> 課題一覧
1. 市議会一般質問の原稿のうち、「(1) その必要性と将来性について」という語句を含む箇所で始まり「検討すべきだと考えています。」で終わる部分を、一字一句そのまま書き写しなさい。
2. 市議会一般質問の原稿を、最後の文の後から書き継ぎなさい。

> 抽出テキスト
══════
市議会での発言のページ
2001年3月9日

2001年3月議会一般質問

この日行なわれた一般質問は、14名の議員が発言し、終了が18時30分を回るという異例の議会となりました。しかし、会議が活発なことはよいことです。
 私は一番最後に質問し、他の議員の答弁も踏まえて、議論できたことは良かったと思っています。時間が足りなかったのは残念ですが。
 これは原稿で、実際の発言は今後作られる議事録を参照してください。
目次
1、ケーブルテレビについて
2、スギ人工林の雪害をきっかけに、災害に強い森林作りを
3、廃家電リサイクル対策について
4、30人学級の実現について
5、ゴールドウィンのリストラ対策について
6、フロンティア計画について

1. ケーブルテレビについて
その必要性と、ケーブルテレビ会社が第三セクターであることの懸念、全市ネットワーク化を巡る課題という三つの側面から検討します。
(1) その必要性と将来性について
 日本共産党は、交通や通信手段の近代化そのものは、社会の進歩として、当然積極的に評価、推進すべきものだと考えています。しかし、通信も基幹交通も、すべて、税金で進めることについては、大いに議論があると考えています。しかも、ケーブルテレビをいまさらやっても時代遅れでないかという問題も、検討すべきだと考えています。
══════
> 提供データ
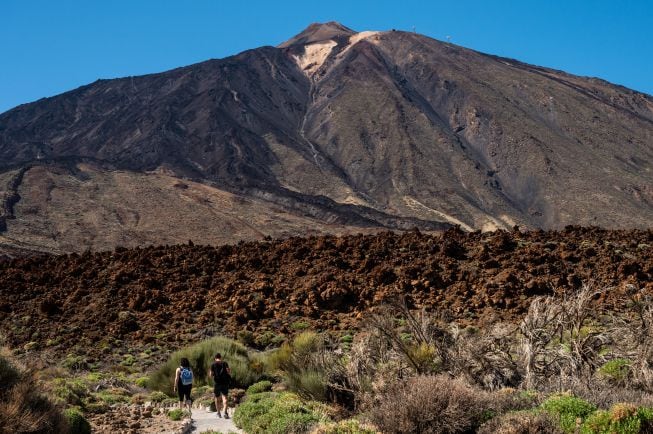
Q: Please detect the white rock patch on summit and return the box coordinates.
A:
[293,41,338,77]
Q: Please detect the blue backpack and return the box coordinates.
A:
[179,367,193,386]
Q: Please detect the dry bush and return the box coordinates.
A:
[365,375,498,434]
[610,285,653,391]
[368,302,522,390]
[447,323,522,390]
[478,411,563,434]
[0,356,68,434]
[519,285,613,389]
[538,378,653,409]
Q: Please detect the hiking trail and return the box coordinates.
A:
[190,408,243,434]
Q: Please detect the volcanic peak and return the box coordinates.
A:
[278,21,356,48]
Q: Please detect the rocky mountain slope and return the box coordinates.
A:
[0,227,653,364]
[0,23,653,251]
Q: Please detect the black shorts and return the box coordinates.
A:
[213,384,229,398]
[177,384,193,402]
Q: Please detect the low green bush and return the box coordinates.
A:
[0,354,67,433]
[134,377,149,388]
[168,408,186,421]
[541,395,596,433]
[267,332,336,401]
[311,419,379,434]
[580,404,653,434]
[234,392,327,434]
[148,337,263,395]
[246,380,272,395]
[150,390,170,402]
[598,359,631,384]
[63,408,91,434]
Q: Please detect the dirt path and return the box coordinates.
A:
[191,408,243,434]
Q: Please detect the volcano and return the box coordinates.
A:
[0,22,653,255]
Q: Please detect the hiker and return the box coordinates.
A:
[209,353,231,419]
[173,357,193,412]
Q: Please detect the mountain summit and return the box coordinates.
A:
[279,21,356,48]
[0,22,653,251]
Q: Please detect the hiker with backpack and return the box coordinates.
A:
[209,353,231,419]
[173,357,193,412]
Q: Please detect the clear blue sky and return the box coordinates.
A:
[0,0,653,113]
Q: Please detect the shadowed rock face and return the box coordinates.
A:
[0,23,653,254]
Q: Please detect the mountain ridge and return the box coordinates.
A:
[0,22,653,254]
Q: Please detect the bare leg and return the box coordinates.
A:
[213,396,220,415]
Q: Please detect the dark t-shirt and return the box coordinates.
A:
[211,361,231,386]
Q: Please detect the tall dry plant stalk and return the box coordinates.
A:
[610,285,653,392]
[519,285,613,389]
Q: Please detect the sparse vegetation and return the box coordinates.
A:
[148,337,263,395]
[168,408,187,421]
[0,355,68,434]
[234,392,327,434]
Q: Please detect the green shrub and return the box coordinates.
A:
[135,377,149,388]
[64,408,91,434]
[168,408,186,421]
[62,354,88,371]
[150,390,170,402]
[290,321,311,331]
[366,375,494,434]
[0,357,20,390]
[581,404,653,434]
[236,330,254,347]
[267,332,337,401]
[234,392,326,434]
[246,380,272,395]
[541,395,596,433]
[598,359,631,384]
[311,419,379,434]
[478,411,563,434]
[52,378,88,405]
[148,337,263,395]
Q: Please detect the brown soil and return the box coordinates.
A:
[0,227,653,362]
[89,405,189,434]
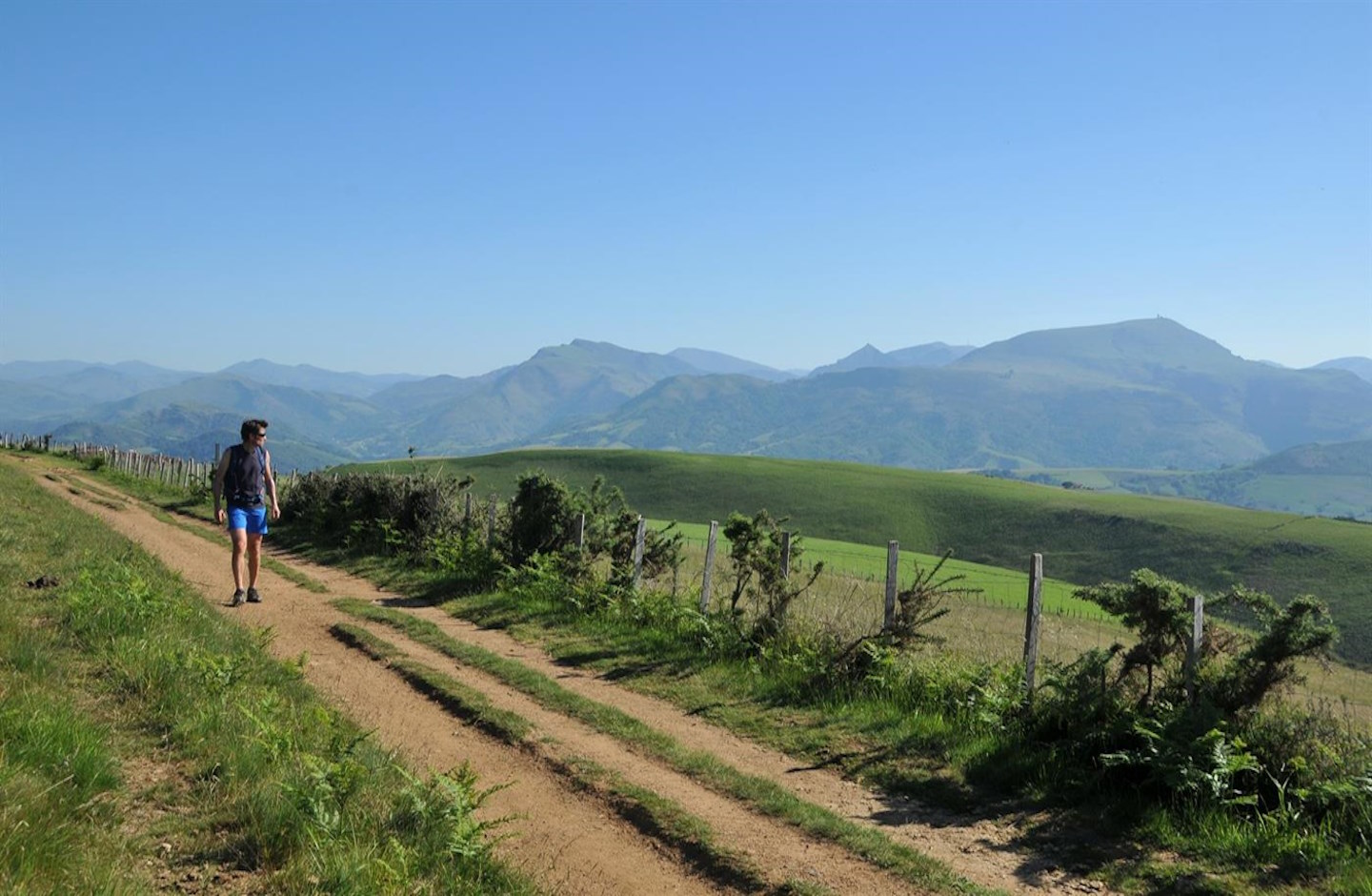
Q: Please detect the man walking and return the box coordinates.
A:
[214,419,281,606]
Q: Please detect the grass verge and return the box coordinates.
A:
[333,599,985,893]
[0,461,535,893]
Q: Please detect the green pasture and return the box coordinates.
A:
══════
> 解答一覧
1.
(1) その必要性と将来性について
 日本共産党は、交通や通信手段の近代化そのものは、社会の進歩として、当然積極的に評価、推進すべきものだと考えています。しかし、通信も基幹交通も、すべて、税金で進めることについては、大いに議論があると考えています。しかも、ケーブルテレビをいまさらやっても時代遅れでないかという問題も、検討すべきだと考えています。

2.
 その際「走りながら、考えている」という市当局の答弁は納得できるものではありません。総合計画に事務事業評価システムを念頭において適宜見直しをしていくということですが、走っていては、急に止まったり、後戻りが困難であります。
 市長は森総理のIT革命で一気に全市にケーブルを張り巡らすことができるから絶好の機会だとおっしゃいましたが、森総理の言うことほど今の日本で信頼されていないものはありません。時代遅れのものを導入しても、かえって、お荷物になるだけではないのか、大いに議論すべきです。
 そこで私は、次の三つの点について十分に見極めた上で、ケーブルテレビの導入を検討してもよいのではないかと思います。

1)第一は、行政情報の提供手段としてどうかという問題です。
@その手段としてケーブルテレビしかないのかということです。
 市報との比較では対象世帯数の点でも、文字を読めるなら誰でも読めるのが現在の市報です。それをあえてテレビ番組放送にする必要はどこにあるのか。今後市報を廃止するとしたら、ケーブルテレビ未加入者には行政情報を提供しないつもりなのかという問題が残ります。
 ケーブルテレビがないと市民と行政の間に心の通う行政情報を提供したり、意見を伺ったりすることができないというものではありません。
 たとえば住民懇談会をきめ細かに開いて、行政情報を提供したり、意見を聞いたりすることは今も時々行っていますし、今後ももっと重視していく必要があります。その際、都市計画道路社内上野本線の拡幅問題でも、行政の一方的な説明だけでなく、住民の意見を真剣に受け止める努力も必要でしょう。
 電話での問い合わせや、窓口での親切でわかりやすい対応をすれば、別にケーブルテレビでなくても市民と意思疎通を図り、行政情報がスムーズに流れます。
 議会だよりに議員や答弁者の名前を入れて、誰がどんな質問をしたか、どんな答弁をしたかがわかるようにすることも、ケーブルテレビがなくても改善できる課題です。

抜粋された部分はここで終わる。